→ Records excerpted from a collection
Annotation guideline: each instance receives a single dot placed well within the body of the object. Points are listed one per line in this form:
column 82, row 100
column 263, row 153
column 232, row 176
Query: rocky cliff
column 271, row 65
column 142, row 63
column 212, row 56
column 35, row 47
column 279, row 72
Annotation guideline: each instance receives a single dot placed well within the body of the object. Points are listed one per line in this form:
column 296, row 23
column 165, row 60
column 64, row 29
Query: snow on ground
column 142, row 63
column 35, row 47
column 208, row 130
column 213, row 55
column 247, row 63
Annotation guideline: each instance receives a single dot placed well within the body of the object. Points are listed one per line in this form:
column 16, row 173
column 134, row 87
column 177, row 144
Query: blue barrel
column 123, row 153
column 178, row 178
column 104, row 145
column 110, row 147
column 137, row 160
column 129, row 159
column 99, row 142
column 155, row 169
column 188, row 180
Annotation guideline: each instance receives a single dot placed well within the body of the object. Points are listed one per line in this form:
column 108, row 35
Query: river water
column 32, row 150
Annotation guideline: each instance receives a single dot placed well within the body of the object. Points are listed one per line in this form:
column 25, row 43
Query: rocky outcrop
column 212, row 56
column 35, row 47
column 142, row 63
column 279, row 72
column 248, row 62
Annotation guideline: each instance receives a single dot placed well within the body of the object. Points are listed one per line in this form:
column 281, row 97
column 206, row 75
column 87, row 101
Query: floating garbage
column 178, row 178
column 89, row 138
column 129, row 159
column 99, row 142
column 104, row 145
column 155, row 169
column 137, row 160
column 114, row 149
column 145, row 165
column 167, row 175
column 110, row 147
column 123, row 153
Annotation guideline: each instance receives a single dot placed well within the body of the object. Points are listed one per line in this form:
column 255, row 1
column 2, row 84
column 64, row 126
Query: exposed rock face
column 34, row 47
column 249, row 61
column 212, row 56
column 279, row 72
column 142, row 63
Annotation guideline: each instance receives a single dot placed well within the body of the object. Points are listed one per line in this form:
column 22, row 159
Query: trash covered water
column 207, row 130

→ About this exercise
Return each line of the data exactly as it was given.

→ Completed exercise
Annotation guideline: each instance receives a single dot placed well within the body of the object. Points are listed one per line in this form:
column 82, row 100
column 263, row 153
column 232, row 176
Query: rocky cliff
column 271, row 65
column 142, row 63
column 212, row 56
column 35, row 47
column 279, row 72
Annotation guideline: each instance receives a single dot placed well within the body of the object. Points are listed one per line in this form:
column 296, row 23
column 165, row 60
column 64, row 29
Query: snow on ground
column 142, row 63
column 35, row 47
column 208, row 130
column 213, row 55
column 247, row 63
Annotation guideline: each instance receives a single dot placed well within the body of the object. Points are listed one per line in this form:
column 16, row 173
column 134, row 87
column 177, row 144
Query: blue barrel
column 123, row 153
column 178, row 178
column 104, row 145
column 110, row 147
column 137, row 160
column 129, row 159
column 99, row 142
column 155, row 169
column 188, row 180
Annotation guideline: each instance receives a single dot placed well within the body of the object. Points are listed one per line in this form:
column 108, row 35
Query: river water
column 32, row 150
Annotation guideline: each instance receives a single dot placed well within the body of the object. Points are listed one per line in this form:
column 25, row 43
Query: rocky outcrop
column 212, row 56
column 35, row 47
column 142, row 63
column 279, row 72
column 248, row 62
Annotation guideline: each instance receives a single dot placed well within the body of the object. Points are listed one per line in this form:
column 281, row 97
column 206, row 75
column 87, row 101
Query: floating garbage
column 178, row 178
column 89, row 138
column 129, row 159
column 99, row 142
column 104, row 145
column 155, row 169
column 137, row 160
column 114, row 149
column 145, row 165
column 167, row 175
column 110, row 147
column 123, row 153
Annotation guideline: each instance receives a single dot placed well within the body of the object. Points are listed one per line in this form:
column 255, row 1
column 2, row 84
column 64, row 126
Query: exposed rock face
column 34, row 47
column 249, row 61
column 212, row 56
column 279, row 72
column 142, row 63
Annotation guideline: each instance receives a single dot placed well within the body of the object. Points are listed one per line in this form:
column 22, row 159
Query: trash covered water
column 207, row 130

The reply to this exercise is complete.